**Work order**
Copy every line in the records below that contains the word "instance".

--- START ---

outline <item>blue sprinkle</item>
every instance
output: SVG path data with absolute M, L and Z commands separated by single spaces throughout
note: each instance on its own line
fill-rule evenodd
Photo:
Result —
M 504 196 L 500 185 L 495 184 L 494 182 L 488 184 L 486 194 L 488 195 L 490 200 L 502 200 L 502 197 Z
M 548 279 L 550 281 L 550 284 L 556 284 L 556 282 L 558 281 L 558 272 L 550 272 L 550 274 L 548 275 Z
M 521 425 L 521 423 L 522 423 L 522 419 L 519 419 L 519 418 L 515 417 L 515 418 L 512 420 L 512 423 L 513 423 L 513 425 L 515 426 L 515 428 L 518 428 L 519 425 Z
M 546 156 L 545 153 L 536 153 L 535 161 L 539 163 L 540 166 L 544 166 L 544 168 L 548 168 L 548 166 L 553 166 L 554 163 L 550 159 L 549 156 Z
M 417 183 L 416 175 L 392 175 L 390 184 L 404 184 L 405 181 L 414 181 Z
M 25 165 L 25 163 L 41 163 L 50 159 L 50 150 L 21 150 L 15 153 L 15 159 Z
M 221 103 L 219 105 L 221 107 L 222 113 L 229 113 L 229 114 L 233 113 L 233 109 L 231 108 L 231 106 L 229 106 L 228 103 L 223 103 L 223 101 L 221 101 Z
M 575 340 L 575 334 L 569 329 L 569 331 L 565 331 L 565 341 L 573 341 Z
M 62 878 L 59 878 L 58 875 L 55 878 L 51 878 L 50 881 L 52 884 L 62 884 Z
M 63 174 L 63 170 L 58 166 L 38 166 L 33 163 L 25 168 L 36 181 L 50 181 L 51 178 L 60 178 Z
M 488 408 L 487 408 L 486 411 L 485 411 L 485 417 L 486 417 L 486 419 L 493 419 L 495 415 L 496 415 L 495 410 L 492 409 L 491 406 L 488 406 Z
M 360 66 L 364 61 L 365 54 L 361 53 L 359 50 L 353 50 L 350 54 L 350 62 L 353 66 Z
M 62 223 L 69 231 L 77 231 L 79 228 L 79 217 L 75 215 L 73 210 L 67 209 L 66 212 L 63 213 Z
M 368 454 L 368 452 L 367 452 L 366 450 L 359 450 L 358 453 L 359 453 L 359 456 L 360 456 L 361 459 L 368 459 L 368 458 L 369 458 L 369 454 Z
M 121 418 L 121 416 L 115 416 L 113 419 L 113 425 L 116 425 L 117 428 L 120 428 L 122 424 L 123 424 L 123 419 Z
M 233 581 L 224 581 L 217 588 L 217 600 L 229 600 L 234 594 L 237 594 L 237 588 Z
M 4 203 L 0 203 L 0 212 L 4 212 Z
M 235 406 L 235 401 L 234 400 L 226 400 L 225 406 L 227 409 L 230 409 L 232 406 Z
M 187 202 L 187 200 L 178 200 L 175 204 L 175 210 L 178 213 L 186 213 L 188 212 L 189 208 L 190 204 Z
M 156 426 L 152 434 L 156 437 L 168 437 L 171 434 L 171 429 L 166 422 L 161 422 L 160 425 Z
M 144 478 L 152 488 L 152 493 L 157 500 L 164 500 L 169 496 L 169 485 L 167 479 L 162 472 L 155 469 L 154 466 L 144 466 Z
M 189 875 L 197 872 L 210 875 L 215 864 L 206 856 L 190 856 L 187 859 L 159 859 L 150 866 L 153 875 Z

--- END ---

**Output below**
every instance
note: each instance on its own line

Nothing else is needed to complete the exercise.